10/29 高円寺knock「ochakai」with goboy,kento.ise,yui.takahashi

CDさん太郎 VOL.27 2020年秋 購入盤より抜粋版

こんにちは。大分久々の更新となるCDディグ日誌『CDさん太郎』です。
更新の止まってしまってしたこの間もコツコツとCD購入は続けておりまして(もちろん緊急事態宣言で一時中断はあったにせよ……)、増え続けるそれに対処すべく宅のラックを増設したりと、まあ相変わらずの状態でありました。 

9月には、「DJ PIGEONの知らない音楽」というイベントが渋谷の頭バーで開催され、主催のDJ PIGEONさんはじめ、珍盤亭娯楽師匠さん、数の子ミュージックメイトさん、デラさんという強すぎるメンツとともにDJ出演させてもらうなどもしました。そのイベントがあまりに濃厚で、一時すこし燃え尽き症候群のようになってしまいましたが、最近はまたペースを取り戻し、コツコツとCDを買い集めているのでした。

============================================================

記述課題: 抜粋の「10/29 高円寺knock「ochakai」with goboy,kento.ise,yui.takahashi」から「変わらずの状態でありました。」までの部分(両端を含む)を、「ラック」を「棚」に改めて更新し、書き出せ。

提供データ:
============================================================

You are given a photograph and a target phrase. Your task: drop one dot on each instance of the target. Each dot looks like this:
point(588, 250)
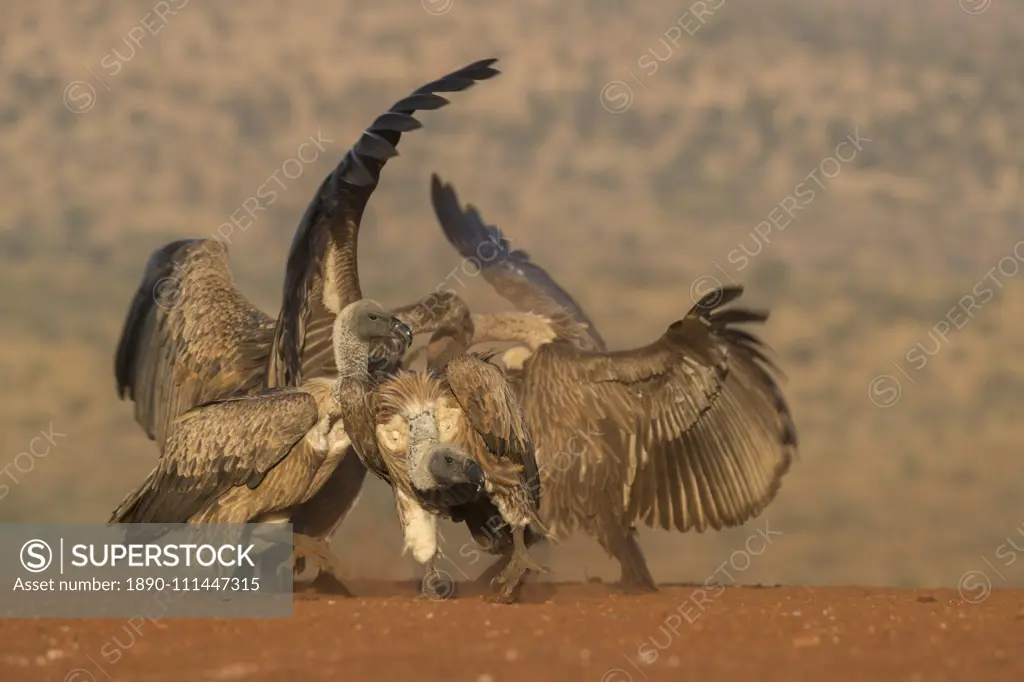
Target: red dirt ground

============================================================

解答:
10/29 高円寺knock「ochakai」with goboy,kento.ise,yui.takahashi

CDさん太郎 VOL.27 2020年秋 購入盤より抜粋版

こんにちは。大分久々の更新となるCDディグ日誌『CDさん太郎』です。
更新の止まってしまってしたこの間もコツコツとCD購入は続けておりまして(もちろん緊急事態宣言で一時中断はあったにせよ……)、増え続けるそれに対処すべく宅の棚を増設したりと、まあ相変わらずの状態でありました。